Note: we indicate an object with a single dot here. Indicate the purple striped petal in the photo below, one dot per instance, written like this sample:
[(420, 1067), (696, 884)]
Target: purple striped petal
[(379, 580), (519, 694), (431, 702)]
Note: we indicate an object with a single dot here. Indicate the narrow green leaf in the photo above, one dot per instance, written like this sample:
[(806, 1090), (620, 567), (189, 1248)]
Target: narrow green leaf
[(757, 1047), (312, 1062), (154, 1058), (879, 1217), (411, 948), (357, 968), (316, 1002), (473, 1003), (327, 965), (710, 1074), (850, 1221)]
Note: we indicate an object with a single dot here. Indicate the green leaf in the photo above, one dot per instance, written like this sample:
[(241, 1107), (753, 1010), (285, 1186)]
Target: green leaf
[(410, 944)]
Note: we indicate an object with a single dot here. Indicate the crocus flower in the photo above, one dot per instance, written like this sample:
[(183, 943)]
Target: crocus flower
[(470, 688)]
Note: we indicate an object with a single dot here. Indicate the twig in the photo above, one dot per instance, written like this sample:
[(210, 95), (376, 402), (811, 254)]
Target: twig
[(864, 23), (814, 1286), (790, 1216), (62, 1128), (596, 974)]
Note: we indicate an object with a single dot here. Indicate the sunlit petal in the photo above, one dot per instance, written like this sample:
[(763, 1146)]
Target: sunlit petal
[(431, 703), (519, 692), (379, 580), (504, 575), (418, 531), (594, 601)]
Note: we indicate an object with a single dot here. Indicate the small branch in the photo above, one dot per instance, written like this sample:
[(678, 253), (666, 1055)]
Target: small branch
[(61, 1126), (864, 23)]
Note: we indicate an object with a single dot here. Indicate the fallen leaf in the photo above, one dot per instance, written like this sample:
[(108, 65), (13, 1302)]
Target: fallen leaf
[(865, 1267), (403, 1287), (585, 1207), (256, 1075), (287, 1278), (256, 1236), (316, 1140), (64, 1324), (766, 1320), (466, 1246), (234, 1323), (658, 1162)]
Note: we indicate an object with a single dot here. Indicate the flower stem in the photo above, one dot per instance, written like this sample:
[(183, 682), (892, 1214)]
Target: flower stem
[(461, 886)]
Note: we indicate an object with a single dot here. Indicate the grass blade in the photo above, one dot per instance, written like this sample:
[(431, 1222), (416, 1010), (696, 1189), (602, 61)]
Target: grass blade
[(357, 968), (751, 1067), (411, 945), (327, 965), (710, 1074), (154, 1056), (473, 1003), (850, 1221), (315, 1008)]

- **WRITTEN INSTRUCTION**:
Copy the entries from the very start through the line containing "[(379, 580), (519, 694), (431, 702)]", with "purple striped petal" swapped out for "violet striped petal" and nothing else changed.

- **THE ANSWER**:
Note: we indicate an object with a single dot here. Indicate the violet striped petal in the photo below, one dot per instance, written like this sample:
[(420, 1067), (696, 884)]
Target: violet striped petal
[(379, 580), (519, 694), (431, 702)]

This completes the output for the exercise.